TRECHO:
^^^^^^^^^^^^^^^^

Mas para que mundo vamos nos mudar? Estamos todos obrigados a acreditar na
história de que Deus vendeu o planeta a umas quantas empresas porque, estando
de mau humor, resolveu privatizar o universo? A sociedade de consumo é uma
arapuca para bobos. Os que puxam os cordéis fingem ignorar, mas qualquer um que
tenha olhos pode ver que a grande maioria das pessoas consome necessariamente
pouco, pouquinho ou nada, para que se garanta a existência da pouca natureza
que nos resta. A injustiça social não é um erro a corrigir, um defeito a
superar: é uma necessidade essencial. Não há natureza capaz de alimentar um shopping
center do tamanho do planeta.
Os
presidentes dos países do sul que prometem o ingresso no Primeiro Mundo – um
passe de mágica que nos transformará em prósperos membros do reino do
esbanjamento – deveriam ser processados por fraude e por apologia do crime. Por
fraude, porque prometem o impossível. Se todos consumíssemos como consomem os
espremedores do mundo, ficaríamos sem mundo. E por apologia do crime: este
modelo de vida que nos é oferecido como um grande orgasmo da vida, estes
delírios de consumo que dizem ser a chave da felicidade, estão adoecendo nosso
corpo, envenenando nossa alma e nos deixando sem casa: aquela casa que o mundo
quis ser quando ainda não era.”
“A cibercomunidade nascente encontra refúgio na realidade virtual,
enquanto as cidades se transformam em imensos desertos cheios de gente, onde
cada qual vela por seu santo e está metido em sua própria bolha. Há quarenta
anos, segundo as pesquisas, seis de cada dez norte-americanos confiavam na
maioria das pessoas. Hoje a confiança murchou: só quatro de cada dez confiam
nos demais. Esse modelo de desenvolvimento desenvolve o desvinculação. Quanto
mais se sataniza a relação com as pessoas, que podem te passar a Aids, te tirar
o emprego ou te depenar a casa, mais se sacraliza a relação com as máquinas. A
indústria da comunicação, a mais dinâmica da economia mundial, vende os
abracadabras que dão acesso à Nova Era da história da humanidade. Mas esse
mundo comunicadíssimo está se parecendo demais com um reino de sozinhos e de
mudos.
Os
meios dominantes de comunicação estão em poucas mãos, que são cada vez menos
mãos e em regra atuam a serviço de um sistema que reduz as relações humanas ao
mútuo uso e ao mútuo medo.”
“Dois de cada três seres humanos vivem no chamado Terceiro Mundo, mas
dois de cada três correspondentes das agências noticiosas mais importantes
fazem seu trabalho na Europa e nos Estados Unidos. Em que consistem o livre
fluxo da informação e o respeito à pluralidade, que os tratados internacionais
afirmam e os discursos dos governantes invocam? A maioria das notícias que o
mundo recebe provém da minoria da humanidade e a ela se dirige. Isso é muito
conveniente do ponto de vista das agências, empresas comerciais dedicadas à
venda da informação, que arrecadam na Europa e nos Estados Unidos a parte do
leão de seus ganhos. Um monólogo do norte do mundo: as demais regiões e países
recebem pouca ou nenhuma atenção, salvo em caso de guerra ou catástrofe, e com
frequência os jornalistas, que transmitem o que acontece, não falam a língua do
lugar nem têm a menor ideia a respeito da história e da cultura locais. As
informações que divulgam costumam ser duvidosas e, nalguns casos, francamente
mentirosas. O sul fica condenado a olhar para si mesmo através de olhos que o
depreciam.

^^^^^^^^^^^^^^^^

EXERCÍCIO: Copie, sem nenhuma alteração, a parte do trecho sobre consumo e comunicação que começa em "Mas para que" e vai até "tamanho do planeta.".

^^^^^^^^^^^^^^^^

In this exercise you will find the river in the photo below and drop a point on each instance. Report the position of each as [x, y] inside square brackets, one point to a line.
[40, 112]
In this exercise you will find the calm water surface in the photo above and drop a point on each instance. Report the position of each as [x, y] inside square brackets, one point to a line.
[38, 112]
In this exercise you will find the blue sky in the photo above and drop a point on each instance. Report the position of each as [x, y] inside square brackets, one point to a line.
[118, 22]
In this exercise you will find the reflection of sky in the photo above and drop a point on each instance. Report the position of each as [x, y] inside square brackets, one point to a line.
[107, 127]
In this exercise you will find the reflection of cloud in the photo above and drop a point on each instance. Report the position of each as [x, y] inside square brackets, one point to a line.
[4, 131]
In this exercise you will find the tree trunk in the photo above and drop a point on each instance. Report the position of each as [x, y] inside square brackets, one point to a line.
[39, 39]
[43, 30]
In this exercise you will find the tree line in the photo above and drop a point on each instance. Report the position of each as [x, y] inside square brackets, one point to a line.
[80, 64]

^^^^^^^^^^^^^^^^

RESPOSTA FINAL:
Mas para que mundo vamos nos mudar? Estamos todos obrigados a acreditar na
história de que Deus vendeu o planeta a umas quantas empresas porque, estando
de mau humor, resolveu privatizar o universo? A sociedade de consumo é uma
arapuca para bobos. Os que puxam os cordéis fingem ignorar, mas qualquer um que
tenha olhos pode ver que a grande maioria das pessoas consome necessariamente
pouco, pouquinho ou nada, para que se garanta a existência da pouca natureza
que nos resta. A injustiça social não é um erro a corrigir, um defeito a
superar: é uma necessidade essencial. Não há natureza capaz de alimentar um shopping
center do tamanho do planeta.